── INFORMATION SUPPLIED
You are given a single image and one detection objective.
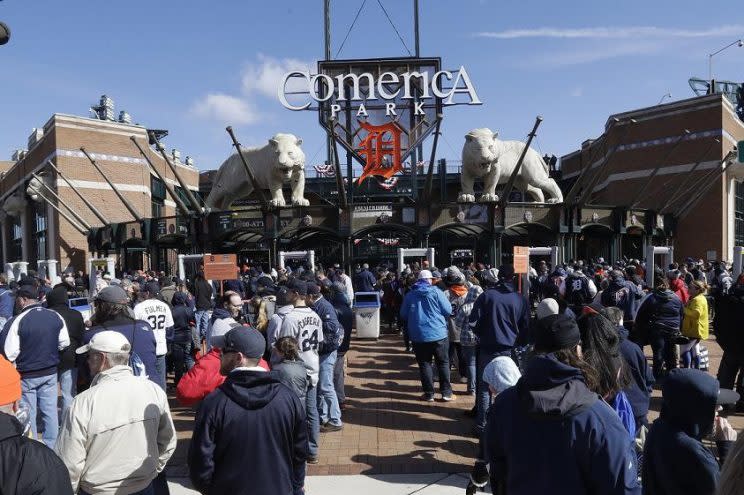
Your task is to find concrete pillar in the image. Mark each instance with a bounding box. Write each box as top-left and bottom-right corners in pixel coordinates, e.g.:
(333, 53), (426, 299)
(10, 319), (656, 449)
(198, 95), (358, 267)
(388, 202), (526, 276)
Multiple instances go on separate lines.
(4, 263), (13, 282)
(46, 203), (57, 262)
(0, 221), (6, 267)
(47, 259), (59, 285)
(20, 208), (29, 262)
────
**WHAT IS REQUIRED:**
Word for word, print out all of the records above; pass over the pictures.

**ANSWER TO THIS EXERCISE:**
You are given a single image and one detection objective.
Your task is to find concrete pillar in the image. Mark each instance with a bounding box. Write each box as top-left and bottom-right corners in pixel coordinates, e.g.:
(333, 53), (426, 299)
(10, 319), (656, 449)
(198, 95), (358, 267)
(388, 202), (526, 276)
Multiple instances go on separate lines.
(4, 263), (13, 282)
(46, 203), (57, 262)
(0, 221), (6, 267)
(47, 259), (59, 285)
(20, 208), (29, 262)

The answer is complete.